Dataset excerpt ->
** START **

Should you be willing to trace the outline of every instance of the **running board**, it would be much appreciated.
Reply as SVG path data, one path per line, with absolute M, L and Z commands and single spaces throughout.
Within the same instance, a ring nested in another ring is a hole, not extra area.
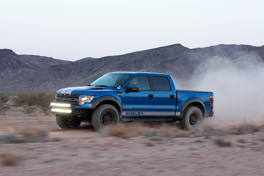
M 122 117 L 120 119 L 125 121 L 175 121 L 171 117 Z

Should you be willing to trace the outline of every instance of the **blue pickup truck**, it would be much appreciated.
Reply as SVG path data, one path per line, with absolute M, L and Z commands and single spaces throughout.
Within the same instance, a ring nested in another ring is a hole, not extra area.
M 188 130 L 212 117 L 212 92 L 177 90 L 169 75 L 115 72 L 106 74 L 87 86 L 58 91 L 50 104 L 62 128 L 91 123 L 99 130 L 126 122 L 175 122 Z

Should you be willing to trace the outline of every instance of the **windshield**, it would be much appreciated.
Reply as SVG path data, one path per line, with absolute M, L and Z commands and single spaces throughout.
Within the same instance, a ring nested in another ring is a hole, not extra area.
M 100 86 L 101 87 L 117 88 L 123 86 L 129 77 L 129 75 L 124 74 L 106 74 L 94 81 L 90 85 L 92 86 Z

** END **

TASK OBJECTIVE -> Could you lay out every line of the items above as a Markdown table with the columns Row and Line, skipping blank lines and leaving the pictures out?

WORKED ANSWER ->
| Row | Line |
|---|---|
| 1 | Should you be willing to trace the outline of every instance of the **running board**, it would be much appreciated. |
| 2 | Reply as SVG path data, one path per line, with absolute M, L and Z commands and single spaces throughout. |
| 3 | Within the same instance, a ring nested in another ring is a hole, not extra area. |
| 4 | M 122 117 L 120 119 L 125 121 L 175 121 L 171 117 Z |
| 5 | Should you be willing to trace the outline of every instance of the **blue pickup truck**, it would be much appreciated. |
| 6 | Reply as SVG path data, one path per line, with absolute M, L and Z commands and single spaces throughout. |
| 7 | Within the same instance, a ring nested in another ring is a hole, not extra area. |
| 8 | M 188 130 L 212 117 L 212 92 L 177 90 L 169 75 L 115 72 L 106 74 L 87 86 L 58 91 L 50 104 L 62 128 L 91 123 L 99 130 L 126 122 L 175 122 Z |
| 9 | Should you be willing to trace the outline of every instance of the **windshield**, it would be much appreciated. |
| 10 | Reply as SVG path data, one path per line, with absolute M, L and Z commands and single spaces throughout. |
| 11 | Within the same instance, a ring nested in another ring is a hole, not extra area. |
| 12 | M 100 86 L 101 87 L 117 88 L 123 86 L 129 77 L 129 75 L 124 74 L 106 74 L 94 81 L 90 85 L 92 86 Z |